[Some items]

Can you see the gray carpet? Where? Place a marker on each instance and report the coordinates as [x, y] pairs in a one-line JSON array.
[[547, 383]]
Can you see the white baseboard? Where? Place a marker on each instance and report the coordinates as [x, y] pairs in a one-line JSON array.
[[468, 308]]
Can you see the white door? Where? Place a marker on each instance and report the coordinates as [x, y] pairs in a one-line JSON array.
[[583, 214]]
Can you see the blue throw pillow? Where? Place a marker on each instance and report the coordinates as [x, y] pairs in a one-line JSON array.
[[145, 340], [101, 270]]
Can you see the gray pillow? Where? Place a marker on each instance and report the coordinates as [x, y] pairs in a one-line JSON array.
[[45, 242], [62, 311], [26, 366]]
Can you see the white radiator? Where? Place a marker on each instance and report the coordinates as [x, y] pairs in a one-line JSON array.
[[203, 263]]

...

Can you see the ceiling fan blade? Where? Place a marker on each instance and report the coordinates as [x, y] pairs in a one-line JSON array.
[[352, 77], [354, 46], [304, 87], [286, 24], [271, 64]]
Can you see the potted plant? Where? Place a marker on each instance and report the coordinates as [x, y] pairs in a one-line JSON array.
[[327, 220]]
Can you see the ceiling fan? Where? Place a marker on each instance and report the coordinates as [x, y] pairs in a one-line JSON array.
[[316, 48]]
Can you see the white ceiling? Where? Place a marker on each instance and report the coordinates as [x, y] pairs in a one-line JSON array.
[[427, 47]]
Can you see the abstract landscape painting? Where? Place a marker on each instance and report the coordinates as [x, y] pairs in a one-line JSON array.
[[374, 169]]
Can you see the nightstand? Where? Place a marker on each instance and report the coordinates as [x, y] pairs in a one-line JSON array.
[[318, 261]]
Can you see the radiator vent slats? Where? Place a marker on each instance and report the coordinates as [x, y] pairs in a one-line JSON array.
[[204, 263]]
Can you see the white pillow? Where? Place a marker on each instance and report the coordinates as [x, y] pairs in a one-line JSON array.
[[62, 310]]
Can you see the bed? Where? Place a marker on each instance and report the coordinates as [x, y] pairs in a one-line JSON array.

DIRECTION -> Rewrite the stretch from the line containing "Can you see the gray pillow?" through the line containing "[[203, 263]]", changing "radiator" to "heater" and leaving everything else as it is.

TASK ANSWER ->
Can you see the gray pillow? Where? Place a marker on each instance and report the coordinates as [x, y] pairs in a one-line JSON array.
[[45, 242], [62, 311], [26, 366]]
Can you see the white heater? Where? Place a marker on each instance and report the coordinates as [x, y] pairs in a one-line JSON array.
[[203, 263]]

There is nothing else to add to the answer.